## WHAT TO WORK ON:
Pick up the Task B work-flow guide after its last line and write what comes next.

Work-flow for Task B

Introduction

We’re going to use:

  • make — so that we could see clearly which files are generated from which file and easily reproduce (not necessarily all) the results,
  • git — we’re going to keep all the scripts in a repository,
  • Gerrit code review system — for reviewing changes pushed to our git repository and accepting only the good ones,
  • git-annex — to store and to be able to selectively retrieve the files we generate with make (dictionaries, corpora, language models, etc.) as keeping large, generated, binary, etc. files just in a standard repo is not a good idea.

Please read Wikipedia entry for make, git for computer scientists, quick introduction to Gerrit (no more using git mindlessly), git-annex walk-through.

Initialisation

We are going to use two remote repositories:

  • Gitolite — for keeping (with git-annex) generated files,
  • Gerrit — for reviewing commits (unfortunately Gerrit does not work with git-annex).

As git is a distributed system, using two external repositories is not a big deal.

SSH keys

You will need to generate SSH keys in order to be able to access both remote repositories. Unless you already have done it (to check whether it already exists use ls -l ~/.ssh/id_rsa.pub):

ssh-keygen

You could secure the key with a password but it’s not obligatory (just press Enter without specifying any password).

The public key will be saved as .ssh/id_rsa.pub.

Gerrit

Log in to the Gerrit instance at our faculty (use your standard login and password). Go to Settings and SSH Public Keys. Upload your public SSH key there.

Gitolite

Send your SSH public key (to filipg@amu.edu.pl) as an attachment called sXXXXXX@amu.edu.pl.pub where XXXXXX is your student ID.

Cloning repo

After your key is added to Gitolite and added to the appropriate Gerrit group by me, clone the tamada project from Gerrit:

git clone ssh://sXXXXXX@gerrit.wmi.amu.edu.pl:29418/tamada.git

(hence the Gerrit repo will be seen as the origin remote).

You will also need to copy a special hook for Gerrit (for automatically adding Gerrit change IDs):

cd tamada
scp -p -P 29418 sXXXXXX@gerrit.wmi.amu.edu.pl:hooks/commit-msg .git/hooks/

Next, add the gitolite repo as the gitolite remote:

git remote add gitolite ssh://gitolite@re-research.wmi.amu.edu.pl:1977/tamada.git

Finally, you will need to initialise your repo as a git-annex repo:

git annex init

General ideas

  • keep your local master clean (i.e. the same as Gerrit/Gitolite master),
  • use a local branch task[0-9]+ for work on a specific task,
  • push to both Gerrit (refs/for/master branch) and Gitolite (task[0-9]+) branch.

## INFORMATION SUPPLIED:
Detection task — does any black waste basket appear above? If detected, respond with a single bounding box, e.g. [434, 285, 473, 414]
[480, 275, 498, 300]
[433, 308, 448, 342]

## EXERCISE RESULT:
Submitting a solution of a task

Let’s assume that:

  • you work on task 555 (we use task IDs from Redmine).
  • you’ll create a script blabla.sh,
  • the script needs a large file foo.bin — a result of some other task (done previously by somebody else),
  • the script needs a large file bar.bin taken from the Internet,
  • the script generates a large file baz.bin.

Start working

First make sure you local repo is clean:

cd tamada
git status

There should be nothing to report for git-status:

On branch ...
nothing to commit, working directory clean

Go back to master branch:

git checkout master

Make sure you have the current version:

git fetch origin master
# the following 2 commands will remove all uncommited changes and files!
git reset --hard FETCH_HEAD
git clean -xfd

Create a new local branch for your task:

git checkout -b task555

Make sure you have a prerequisite from another task:

git annex get xyz/foo.bin

(Note that the full path must be given.)

Do the stuff

Create or choose some subdirectory for your task (do not put it in the main directory):

mkdir -p zzz/yyy

Now create the make recipe for your task. Put in a new or an existing .make file, rather than in the main Makefile file. For our example, we’ll create the file called blabla.make with the following contents:

zzz/yyy/baz.bin: zzz/yyy/bar.bin xyz/foo.bin
    zzz/yyy/blabla.sh zzz/yyy/bar.bin xyz/foo.bin > $@

zzz/yyy/bar.bin:
    (cd zzz/yyy ; wget https://example.com/aaa/bar.bin)

Note that:

  • the script and the input file are put in the task subdirectory,
  • blabla.make should be, however, put in the main directory,
  • the script is going to be executed from the main directory, not from the task subdirectory,
  • $@ means the target file (zzz/yyy/baz.bin).

Run make:

make zzz/yyy/baz.bin

If everything is OK, add the source file and the make file:

git add blabla.make zzz/yyy/blabla.sh

The input and output files should be added with git-annex, not with just git:

git annex add zzz/yyy/bar.bin zzz/yyy/baz.bin

Commit and push the change to Gerrit for reviewing:

git commit -m 'solution to task 555'
git push origin HEAD:refs/for/master

and push the change to Gitolite (along with the input and output files via git-annex):

git push gitolite HEAD:task555
# git annex sync may fail, if it is the case, simply
# ignore it and follow the next step (with git annex copy)
git annex sync gitolite
git annex copy zzz/yyy/bar.bin zzz/yyy/baz.bin --to gitolite

Take a rest and wait for the review!